#### Input data
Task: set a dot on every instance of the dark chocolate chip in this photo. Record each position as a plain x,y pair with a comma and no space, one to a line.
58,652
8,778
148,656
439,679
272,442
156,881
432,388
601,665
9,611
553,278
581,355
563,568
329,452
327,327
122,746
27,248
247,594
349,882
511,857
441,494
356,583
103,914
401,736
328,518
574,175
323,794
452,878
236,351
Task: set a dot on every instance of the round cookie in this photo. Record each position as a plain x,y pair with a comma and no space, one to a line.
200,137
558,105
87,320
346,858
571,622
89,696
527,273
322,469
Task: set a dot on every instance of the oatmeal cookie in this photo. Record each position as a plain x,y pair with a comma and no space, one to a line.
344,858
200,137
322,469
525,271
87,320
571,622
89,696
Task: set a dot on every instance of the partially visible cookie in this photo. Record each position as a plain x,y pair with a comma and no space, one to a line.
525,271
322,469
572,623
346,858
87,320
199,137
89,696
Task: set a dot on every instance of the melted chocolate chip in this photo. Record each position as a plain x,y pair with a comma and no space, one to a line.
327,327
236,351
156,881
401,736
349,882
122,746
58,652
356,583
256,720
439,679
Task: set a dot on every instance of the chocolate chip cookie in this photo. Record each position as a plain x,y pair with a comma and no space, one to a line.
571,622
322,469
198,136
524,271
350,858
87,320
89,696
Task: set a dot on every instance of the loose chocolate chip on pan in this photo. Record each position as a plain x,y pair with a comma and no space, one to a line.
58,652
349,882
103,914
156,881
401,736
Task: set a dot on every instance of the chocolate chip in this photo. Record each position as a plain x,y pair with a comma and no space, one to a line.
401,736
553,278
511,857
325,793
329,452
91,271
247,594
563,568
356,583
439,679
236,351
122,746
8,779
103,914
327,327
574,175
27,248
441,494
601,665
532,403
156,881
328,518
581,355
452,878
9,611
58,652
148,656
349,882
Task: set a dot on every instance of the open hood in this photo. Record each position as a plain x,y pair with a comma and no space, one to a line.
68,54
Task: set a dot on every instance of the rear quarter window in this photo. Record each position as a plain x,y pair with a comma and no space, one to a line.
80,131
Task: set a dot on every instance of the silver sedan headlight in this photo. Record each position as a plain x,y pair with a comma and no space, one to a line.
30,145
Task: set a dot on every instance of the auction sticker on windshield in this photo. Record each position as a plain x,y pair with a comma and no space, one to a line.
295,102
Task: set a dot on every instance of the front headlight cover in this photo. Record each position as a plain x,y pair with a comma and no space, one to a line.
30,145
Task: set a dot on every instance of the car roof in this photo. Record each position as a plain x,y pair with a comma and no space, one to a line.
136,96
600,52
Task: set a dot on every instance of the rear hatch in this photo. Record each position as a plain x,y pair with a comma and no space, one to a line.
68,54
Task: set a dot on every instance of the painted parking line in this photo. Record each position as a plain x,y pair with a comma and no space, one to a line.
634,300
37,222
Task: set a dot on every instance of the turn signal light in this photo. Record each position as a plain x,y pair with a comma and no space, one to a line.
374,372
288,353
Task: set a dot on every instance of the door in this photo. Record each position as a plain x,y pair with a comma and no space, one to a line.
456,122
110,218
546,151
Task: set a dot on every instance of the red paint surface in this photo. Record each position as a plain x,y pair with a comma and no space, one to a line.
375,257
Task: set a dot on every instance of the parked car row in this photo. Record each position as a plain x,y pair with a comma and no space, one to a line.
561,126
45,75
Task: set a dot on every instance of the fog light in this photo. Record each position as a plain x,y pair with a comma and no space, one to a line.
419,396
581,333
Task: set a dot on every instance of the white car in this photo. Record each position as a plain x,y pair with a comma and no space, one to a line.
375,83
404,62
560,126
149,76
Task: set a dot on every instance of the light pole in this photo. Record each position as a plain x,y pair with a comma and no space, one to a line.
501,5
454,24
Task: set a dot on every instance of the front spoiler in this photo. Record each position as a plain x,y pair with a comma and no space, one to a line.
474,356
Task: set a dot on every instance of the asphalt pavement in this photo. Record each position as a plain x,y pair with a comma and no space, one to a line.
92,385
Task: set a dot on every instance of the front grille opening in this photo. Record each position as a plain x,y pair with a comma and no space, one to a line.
########
▶ _Your instructions_
Convert every line of the data above into a Markdown table with two columns, Row for the row number and Entry for the line itself. Omit any blank lines.

▶ _Exercise answer_
| Row | Entry |
|---|---|
| 1 | Task: set a dot on every instance of the dark chocolate chip in this photo. Record each position as a plain x,y pair with a comma and no space, one to a line. |
| 2 | 58,652 |
| 3 | 8,778 |
| 4 | 148,656 |
| 5 | 439,679 |
| 6 | 272,442 |
| 7 | 156,881 |
| 8 | 432,388 |
| 9 | 601,665 |
| 10 | 9,611 |
| 11 | 553,278 |
| 12 | 581,355 |
| 13 | 563,568 |
| 14 | 329,452 |
| 15 | 327,327 |
| 16 | 122,746 |
| 17 | 27,248 |
| 18 | 247,594 |
| 19 | 349,882 |
| 20 | 511,857 |
| 21 | 441,494 |
| 22 | 356,583 |
| 23 | 103,914 |
| 24 | 401,736 |
| 25 | 328,518 |
| 26 | 574,175 |
| 27 | 323,794 |
| 28 | 452,878 |
| 29 | 236,351 |
| 30 | Task: set a dot on every instance of the round cookie in this photo. Record each position as a plain x,y pair with a comma and no space, one to a line. |
| 31 | 200,137 |
| 32 | 558,105 |
| 33 | 87,320 |
| 34 | 346,858 |
| 35 | 571,622 |
| 36 | 89,696 |
| 37 | 527,273 |
| 38 | 322,469 |
| 39 | Task: set a dot on every instance of the oatmeal cookie in this photo. Record each position as a plain x,y pair with a comma and no space, one to a line. |
| 40 | 344,858 |
| 41 | 200,137 |
| 42 | 322,469 |
| 43 | 525,271 |
| 44 | 87,320 |
| 45 | 571,622 |
| 46 | 89,696 |
| 47 | Task: set a dot on every instance of the partially visible cookie in this photo. Record each position as a plain x,y pair with a comma and no space, one to a line. |
| 48 | 525,271 |
| 49 | 322,469 |
| 50 | 572,623 |
| 51 | 346,858 |
| 52 | 87,320 |
| 53 | 199,137 |
| 54 | 89,696 |
| 55 | Task: set a dot on every instance of the melted chocolate chip in this photo. Record each position as a plain x,y pair with a comma and no space, one to a line. |
| 56 | 327,327 |
| 57 | 236,351 |
| 58 | 156,881 |
| 59 | 401,736 |
| 60 | 349,882 |
| 61 | 122,746 |
| 62 | 58,652 |
| 63 | 356,583 |
| 64 | 256,720 |
| 65 | 439,679 |
| 66 | Task: set a dot on every instance of the chocolate chip cookie in this photo. Record each position as a plain x,y pair with a comma and no space, one to a line. |
| 67 | 571,622 |
| 68 | 322,469 |
| 69 | 198,136 |
| 70 | 524,271 |
| 71 | 350,858 |
| 72 | 87,320 |
| 73 | 89,696 |
| 74 | Task: set a dot on every instance of the loose chocolate chip on pan in this photo. Record each position as a plain x,y pair with a comma and no space, one to a line. |
| 75 | 58,652 |
| 76 | 349,882 |
| 77 | 103,914 |
| 78 | 156,881 |
| 79 | 401,736 |
| 80 | Task: set a dot on every instance of the chocolate chip in this photo. Record each position as a plain x,y pair with a comma and no space, one to a line. |
| 81 | 401,736 |
| 82 | 553,278 |
| 83 | 511,857 |
| 84 | 325,793 |
| 85 | 329,452 |
| 86 | 91,271 |
| 87 | 247,594 |
| 88 | 563,568 |
| 89 | 356,583 |
| 90 | 439,679 |
| 91 | 236,351 |
| 92 | 122,746 |
| 93 | 8,779 |
| 94 | 103,914 |
| 95 | 327,327 |
| 96 | 574,175 |
| 97 | 27,248 |
| 98 | 441,494 |
| 99 | 601,665 |
| 100 | 532,403 |
| 101 | 156,881 |
| 102 | 328,518 |
| 103 | 581,355 |
| 104 | 452,878 |
| 105 | 9,611 |
| 106 | 58,652 |
| 107 | 148,656 |
| 108 | 349,882 |
| 109 | Task: set a dot on every instance of the open hood in this photo. Record each position as a plain x,y pair with a comma and no space, one to a line. |
| 110 | 68,54 |
| 111 | Task: set a dot on every instance of the rear quarter window in this photo. Record each position as a plain x,y pair with a comma and no space, one to a line. |
| 112 | 80,131 |
| 113 | Task: set a dot on every instance of the silver sedan headlight in this photo. Record each position as a plain x,y pair with a comma and no space, one to a line. |
| 114 | 30,145 |
| 115 | Task: set a dot on every instance of the auction sticker on windshield in this photo. Record each position as a plain x,y pair with a comma and no space, one to a line. |
| 116 | 295,102 |
| 117 | Task: set a dot on every instance of the front headlight cover in this photo. Record each position as a plain x,y pair with a comma and no space, one to a line. |
| 118 | 30,145 |
| 119 | Task: set a dot on every instance of the car roof in this photo. Record each position as a plain x,y pair with a comma and no space, one to a line. |
| 120 | 136,96 |
| 121 | 600,52 |
| 122 | Task: set a dot on every instance of the rear hatch in this photo. Record each position as a plain x,y pair with a comma and no space, one to a line. |
| 123 | 68,54 |
| 124 | Task: set a dot on every instance of the painted parking line in this photo. Record each position as a plain x,y pair with a comma and no space, one to a line. |
| 125 | 634,300 |
| 126 | 37,222 |
| 127 | Task: set a dot on every instance of the turn signal light in this photo. Record each position as a plain x,y pair with a comma and no space, one to a line. |
| 128 | 374,372 |
| 129 | 288,353 |
| 130 | Task: set a dot on every instance of the door in this photo. Record each position as a plain x,y pair with a comma and no space, one to a line. |
| 131 | 456,122 |
| 132 | 110,218 |
| 133 | 546,151 |
| 134 | Task: set a dot on every instance of the red paint surface in this photo. Record each position as a plain x,y pair with a comma and no space, one to a line. |
| 135 | 375,257 |
| 136 | Task: set a dot on every instance of the parked car row in this photo. Record each position as a plain x,y pair with a comma and no space, one to a line. |
| 137 | 561,126 |
| 138 | 45,75 |
| 139 | Task: set a dot on every instance of the fog light in this photo. Record each position as a plain x,y pair with a comma and no space, one to a line. |
| 140 | 419,396 |
| 141 | 581,333 |
| 142 | Task: set a dot on every instance of the white car in this photo. Record each position as a plain x,y pair with a comma and no space, one to a line. |
| 143 | 375,83 |
| 144 | 404,62 |
| 145 | 560,126 |
| 146 | 149,76 |
| 147 | Task: set a dot on every instance of the light pole in this photo. Record each position as a plain x,y pair with a comma and no space, one to a line. |
| 148 | 501,5 |
| 149 | 454,24 |
| 150 | Task: set a dot on every instance of the front spoiler in this photo. Record each position as a plain x,y pair with a comma and no space, one to a line. |
| 151 | 474,356 |
| 152 | Task: set a dot on every instance of the asphalt pavement in this photo. Record each position as a plain x,y pair with a comma and no space, one to a line. |
| 153 | 92,385 |
| 154 | Task: set a dot on every instance of the front grille opening in this photo. Record each position as a plain x,y pair with a comma and no space, one to a line. |